'''

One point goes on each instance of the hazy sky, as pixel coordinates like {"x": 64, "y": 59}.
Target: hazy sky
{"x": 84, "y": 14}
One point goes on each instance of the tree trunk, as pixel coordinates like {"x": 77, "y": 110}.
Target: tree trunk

'''
'''

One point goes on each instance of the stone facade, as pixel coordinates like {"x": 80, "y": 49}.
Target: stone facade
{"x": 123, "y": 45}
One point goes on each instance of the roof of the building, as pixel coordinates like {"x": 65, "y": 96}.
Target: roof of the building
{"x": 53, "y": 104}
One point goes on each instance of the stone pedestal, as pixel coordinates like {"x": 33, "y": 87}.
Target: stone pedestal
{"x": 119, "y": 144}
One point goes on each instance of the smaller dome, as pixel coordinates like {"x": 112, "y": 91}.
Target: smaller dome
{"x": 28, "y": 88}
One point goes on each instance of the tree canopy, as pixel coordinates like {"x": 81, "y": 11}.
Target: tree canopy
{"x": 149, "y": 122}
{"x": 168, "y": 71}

'''

Using the records above, restate word for word the lines from the one with "One point goes on each instance of the hazy" through the one with "Target: tree trunk", both included.

# Reply:
One point goes on each instance of the hazy sky, as pixel coordinates like {"x": 64, "y": 59}.
Target: hazy sky
{"x": 84, "y": 14}
One point goes on each instance of the tree trunk, as pixel coordinates like {"x": 77, "y": 110}.
Target: tree trunk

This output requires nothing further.